Available records
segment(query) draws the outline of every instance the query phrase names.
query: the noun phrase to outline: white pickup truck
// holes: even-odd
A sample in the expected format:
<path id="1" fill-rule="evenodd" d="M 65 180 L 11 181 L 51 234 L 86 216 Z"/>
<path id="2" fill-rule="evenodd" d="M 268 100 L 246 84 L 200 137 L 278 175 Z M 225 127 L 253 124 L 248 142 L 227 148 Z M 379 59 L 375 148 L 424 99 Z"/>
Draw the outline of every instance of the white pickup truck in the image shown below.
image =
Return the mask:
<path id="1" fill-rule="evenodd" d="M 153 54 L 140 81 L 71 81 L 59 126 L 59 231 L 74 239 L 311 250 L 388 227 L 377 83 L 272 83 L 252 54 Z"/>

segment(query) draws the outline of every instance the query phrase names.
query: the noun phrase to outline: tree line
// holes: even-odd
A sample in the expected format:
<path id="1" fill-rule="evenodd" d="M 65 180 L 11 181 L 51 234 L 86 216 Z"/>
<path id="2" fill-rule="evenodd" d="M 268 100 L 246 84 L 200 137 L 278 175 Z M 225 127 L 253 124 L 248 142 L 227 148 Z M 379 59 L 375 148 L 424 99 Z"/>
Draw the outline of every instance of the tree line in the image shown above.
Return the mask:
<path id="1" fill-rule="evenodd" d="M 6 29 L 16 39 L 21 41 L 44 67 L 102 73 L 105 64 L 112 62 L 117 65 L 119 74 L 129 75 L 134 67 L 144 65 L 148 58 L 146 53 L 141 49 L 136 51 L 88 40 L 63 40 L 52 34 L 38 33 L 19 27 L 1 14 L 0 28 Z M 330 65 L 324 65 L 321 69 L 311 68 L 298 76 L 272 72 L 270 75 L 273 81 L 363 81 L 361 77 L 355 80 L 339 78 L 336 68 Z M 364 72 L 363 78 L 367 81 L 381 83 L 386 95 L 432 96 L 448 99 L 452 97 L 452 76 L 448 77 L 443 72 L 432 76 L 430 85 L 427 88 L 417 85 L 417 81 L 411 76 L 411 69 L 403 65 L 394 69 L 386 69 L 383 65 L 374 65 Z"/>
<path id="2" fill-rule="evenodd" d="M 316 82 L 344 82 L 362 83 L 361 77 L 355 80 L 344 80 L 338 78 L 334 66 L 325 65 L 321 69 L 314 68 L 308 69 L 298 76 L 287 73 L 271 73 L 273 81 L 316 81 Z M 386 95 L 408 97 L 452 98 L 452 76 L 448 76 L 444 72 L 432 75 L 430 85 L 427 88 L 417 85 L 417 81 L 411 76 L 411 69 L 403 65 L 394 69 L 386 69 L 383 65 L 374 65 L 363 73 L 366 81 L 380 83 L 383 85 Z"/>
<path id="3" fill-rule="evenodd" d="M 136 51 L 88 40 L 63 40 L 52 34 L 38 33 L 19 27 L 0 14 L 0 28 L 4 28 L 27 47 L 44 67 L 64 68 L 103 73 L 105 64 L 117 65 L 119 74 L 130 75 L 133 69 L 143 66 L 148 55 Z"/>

To do
Find each line in the listing above that contains the word "noun" and copy those lines. The match is case-sensitive.

Written answer
query: the noun phrase to outline: white pickup truck
query: the noun phrase to outline: tree line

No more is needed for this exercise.